§ **Le sfide**:
1 - Puoi ricopiare alla lettera il passo del testo su Franco Mulas che comincia con "Nato a Roma" e arriva fino a "enigmatica del colore."?
2 - Come proseguiresti il testo su Franco Mulas, riprendendo subito dopo la sua ultima frase?

§ **Sezione del testo**:
::::::::::

Nato a Roma nel 1938. Studia pittura all’Accademia di Francia a Roma e alla Scuola d’Arte Ornamentale del Comune di Roma.
La sua prima mostra personale risale al 1967: quadri sulla città nei suoi aspetti di alienante benessere, autostrade domenicali, week-end.
Pur entrando nella tendenza della figurazione oggettiva, Mulas possiede un linguaggio inconfondibile: è affascinato dalla metamorfosi e dalla qualità enigmatica del colore.

“Fra i giovani pittori italiani Mulas è il più inconcepibile in bianco e nero. E questa osservazione tanto più vale a mio avviso quanto più egli ha il coraggio di non temere il confronto, l’ausilio o addirittura l’uso della fotografia nella costruzione di ciò che, soltanto apparentemente, sembra ritagliato con uno obiettivo dal caos della realtà e che a ben vedere, invece, è interamente frutto d’una energica, quanto appassionata fantasticheria” (Antonello Trombadori, dal catalogo della mostra personale alla Galleria “La Sfera”, Modena, 1968). La sua ottica di pittore sembra avere una distaccata obiettività. Ma si tratta di una finta impassibilità, per non perdere un cenno, un attimo, un dettaglio.
Così negli anni successivi, con il ciclo Occidente, sul maggio ’68, (esposti alla Galleria “La Nuova Pesa” di Roma, nel novembre 1969, con testi di D. Micacchi, F. Solmi, G. Cortenova) egli guarda con occhi fissi, senza batter ciglio, lo spettacolo della brutalità e del coraggio, dell’ossessione moderna e della rivolta. Ma il travertino delle scalinate di Valle Giulia è pietra di antiche arene e i poliziotti sono anche guerrieri con elmo e scudo.
“Per potenza immaginativa e figurativa le pitture di Franco Mulas sono le più tipiche e poetiche viste a Roma quest’anno di quella nuova tendenzialità oggettiva, sociale e politica che oggi fa l’originalità, e forse l’avvenire, della ricerca plastica dei giovani artisti italiani in un momento di ricca circolazione europea di idee, di esperienze e di opere d’avanguardia” (Dario Micacchi, dicembre 1969).
“Sono quadri tesi come una pelle di tamburo, lucidi come una pellicola in technicolor, allucinanti come dentro una folgorazione al magnesio” (Mario De Micheli, dal catalogo della mostra personale alla Galleria “Bergamini”, Milano, marzo 1970).
Nel 1972, alla Galleria “Forni” di Bologna, con presentazione di Franco Solmi, Mulas propone i risultati di una riflessione sulla violenza che permea la società e che è allevata nel privato, nel quotidiano, a cui ci si addomestica come ad un gioco, nell’indifferenza generale. Con cinque opere di questa serie, Mulas è invitato alla X Quadriennale di Roma nel 1973.

::::::::::

Righe di un dataset
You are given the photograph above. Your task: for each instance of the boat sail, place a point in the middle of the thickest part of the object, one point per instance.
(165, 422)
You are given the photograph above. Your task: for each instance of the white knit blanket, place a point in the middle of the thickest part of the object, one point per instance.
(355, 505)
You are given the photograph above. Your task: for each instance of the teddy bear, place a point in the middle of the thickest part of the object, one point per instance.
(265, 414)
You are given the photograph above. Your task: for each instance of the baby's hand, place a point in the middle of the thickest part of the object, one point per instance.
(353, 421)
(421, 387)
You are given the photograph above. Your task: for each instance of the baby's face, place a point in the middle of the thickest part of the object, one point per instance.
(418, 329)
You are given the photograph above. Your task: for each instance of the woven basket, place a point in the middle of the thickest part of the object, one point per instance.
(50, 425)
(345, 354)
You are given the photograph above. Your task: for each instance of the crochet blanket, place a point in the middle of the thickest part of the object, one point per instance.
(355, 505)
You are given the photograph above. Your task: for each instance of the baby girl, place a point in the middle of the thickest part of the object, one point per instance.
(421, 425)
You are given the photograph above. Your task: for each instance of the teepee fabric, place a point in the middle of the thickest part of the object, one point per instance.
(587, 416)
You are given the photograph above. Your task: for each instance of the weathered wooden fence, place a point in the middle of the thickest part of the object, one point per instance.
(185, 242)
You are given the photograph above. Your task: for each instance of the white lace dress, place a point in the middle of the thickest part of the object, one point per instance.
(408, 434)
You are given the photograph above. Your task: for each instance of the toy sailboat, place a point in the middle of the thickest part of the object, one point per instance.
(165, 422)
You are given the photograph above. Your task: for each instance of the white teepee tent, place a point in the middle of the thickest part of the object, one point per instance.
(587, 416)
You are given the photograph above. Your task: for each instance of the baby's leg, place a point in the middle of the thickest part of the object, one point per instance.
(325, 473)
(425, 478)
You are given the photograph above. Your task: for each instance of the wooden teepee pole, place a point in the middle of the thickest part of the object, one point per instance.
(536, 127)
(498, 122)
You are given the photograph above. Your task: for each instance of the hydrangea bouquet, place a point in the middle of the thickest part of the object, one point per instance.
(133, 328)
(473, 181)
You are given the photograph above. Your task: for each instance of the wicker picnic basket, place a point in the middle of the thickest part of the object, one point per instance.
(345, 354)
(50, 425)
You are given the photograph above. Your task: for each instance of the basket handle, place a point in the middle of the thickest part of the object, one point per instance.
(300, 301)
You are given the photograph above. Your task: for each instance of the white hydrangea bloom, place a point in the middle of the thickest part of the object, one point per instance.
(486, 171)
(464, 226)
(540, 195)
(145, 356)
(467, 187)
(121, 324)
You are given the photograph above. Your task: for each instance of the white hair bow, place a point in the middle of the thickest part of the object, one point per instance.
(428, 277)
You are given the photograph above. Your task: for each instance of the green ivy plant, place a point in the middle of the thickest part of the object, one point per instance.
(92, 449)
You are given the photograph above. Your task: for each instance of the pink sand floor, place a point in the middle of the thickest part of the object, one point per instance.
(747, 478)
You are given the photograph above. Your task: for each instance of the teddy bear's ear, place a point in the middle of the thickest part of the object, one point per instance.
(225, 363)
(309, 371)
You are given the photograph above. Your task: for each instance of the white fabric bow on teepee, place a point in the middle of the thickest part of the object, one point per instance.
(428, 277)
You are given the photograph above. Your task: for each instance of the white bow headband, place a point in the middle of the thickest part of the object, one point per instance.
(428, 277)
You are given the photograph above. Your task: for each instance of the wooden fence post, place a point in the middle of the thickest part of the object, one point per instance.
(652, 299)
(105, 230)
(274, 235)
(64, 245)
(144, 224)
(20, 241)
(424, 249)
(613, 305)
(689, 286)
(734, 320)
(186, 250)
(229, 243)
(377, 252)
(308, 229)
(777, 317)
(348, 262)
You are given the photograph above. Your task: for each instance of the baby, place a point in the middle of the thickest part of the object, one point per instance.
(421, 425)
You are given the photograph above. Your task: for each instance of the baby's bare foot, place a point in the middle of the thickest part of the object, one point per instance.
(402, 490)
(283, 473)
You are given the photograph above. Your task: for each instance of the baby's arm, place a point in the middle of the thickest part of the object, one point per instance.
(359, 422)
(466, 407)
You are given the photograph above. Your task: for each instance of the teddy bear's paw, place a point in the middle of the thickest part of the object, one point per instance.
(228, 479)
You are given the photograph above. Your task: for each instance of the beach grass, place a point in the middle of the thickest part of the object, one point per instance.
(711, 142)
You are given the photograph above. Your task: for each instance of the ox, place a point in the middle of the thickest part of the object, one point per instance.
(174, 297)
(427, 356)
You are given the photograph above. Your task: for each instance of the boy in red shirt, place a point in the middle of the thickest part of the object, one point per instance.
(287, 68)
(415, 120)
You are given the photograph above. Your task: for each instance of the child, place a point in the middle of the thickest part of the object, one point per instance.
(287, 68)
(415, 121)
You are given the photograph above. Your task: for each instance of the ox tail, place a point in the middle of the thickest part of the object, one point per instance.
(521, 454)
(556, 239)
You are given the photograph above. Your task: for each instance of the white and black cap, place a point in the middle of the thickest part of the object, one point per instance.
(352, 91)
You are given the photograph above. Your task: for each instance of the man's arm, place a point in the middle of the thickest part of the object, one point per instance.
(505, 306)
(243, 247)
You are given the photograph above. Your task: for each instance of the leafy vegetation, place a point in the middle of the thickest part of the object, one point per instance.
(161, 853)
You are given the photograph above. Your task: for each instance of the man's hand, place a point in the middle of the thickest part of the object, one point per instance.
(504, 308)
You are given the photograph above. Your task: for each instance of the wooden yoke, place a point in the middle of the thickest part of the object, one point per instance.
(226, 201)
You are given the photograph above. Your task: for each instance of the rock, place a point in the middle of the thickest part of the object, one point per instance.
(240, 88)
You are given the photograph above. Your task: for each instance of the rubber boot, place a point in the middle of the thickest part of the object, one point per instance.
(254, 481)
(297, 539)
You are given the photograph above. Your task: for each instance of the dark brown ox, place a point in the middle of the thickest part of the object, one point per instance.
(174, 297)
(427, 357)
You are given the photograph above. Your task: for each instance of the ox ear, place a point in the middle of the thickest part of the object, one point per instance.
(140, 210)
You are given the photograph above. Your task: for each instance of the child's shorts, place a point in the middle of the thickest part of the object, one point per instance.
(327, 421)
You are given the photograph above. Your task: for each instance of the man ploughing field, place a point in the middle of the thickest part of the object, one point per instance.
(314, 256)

::::::::::

§ **Risposte per compito**:
1 -
Nato a Roma nel 1938. Studia pittura all’Accademia di Francia a Roma e alla Scuola d’Arte Ornamentale del Comune di Roma.
La sua prima mostra personale risale al 1967: quadri sulla città nei suoi aspetti di alienante benessere, autostrade domenicali, week-end.
Pur entrando nella tendenza della figurazione oggettiva, Mulas possiede un linguaggio inconfondibile: è affascinato dalla metamorfosi e dalla qualità enigmatica del colore.

2 -
Quadri del periodo 1967-1969 sono stati esposti alla IV Biennale di Bolzano del 1971; alla mostra Tra Rivolta e Rivoluzione, Bologna, novembre 1972; alla mostra Italienische Realisten 1945-1974, Berlino, ottobre 1974.
Nel 1974 Mulas espone a Roma alla Galleria “La Nuova Pesa”e poi nel 1975 a Firenze
alla Galleria “Santacroce” con presentazione di Fortunato Bellonzi ed infine a Torino alla Galleria “Ricerche”, con presentazione di Antonio Del Guercio, 25 quadri dal titolo: Itinerari; e qui la polemica pittorica con l’Iperrealismo e la Body Art, imperanti in quegli anni, è violentissima.
“Il suo lavoro rifiuta coscientemente di considerare l’immagine d’arte ‘un mero problema di forma’; ed è per tale via, sotto l’urgenza autentica delle cose da dire, che il modo di dirle diventa formalmente ineccepibile, recuperando, insieme con la pienezza del colloquio aperto a tutti, nel termini di un’eloquenza alta e severa, anche il sentimento della storia, della nostra tradizione”. (Fortunato Bellonzi, dal catalogo della Galleria “Santa Croce”, 1975).
Questa ricerca arriva nel 1978 all’opera Autoritratto-Identikit, esposta nel gennaio 1980 alla Galleria ‘IL Ferro di Cavallo-Kunsthalle” di Roma, e poi alla Galleria Nazionale d’Arte Moderna di Roma. Si tratta di quattro autoritratti costruiti con i tasselli dell’Identikit. Ancora le immagini sono pietrificate, con in più, come nota Micacchi nella presentazione alla mostra, un monito riscontrabile nel giustapporsi dei tasselli: “basta un minimo spostamento che la persona non c’è più, risucchiata senza sguardo tra mille altre.”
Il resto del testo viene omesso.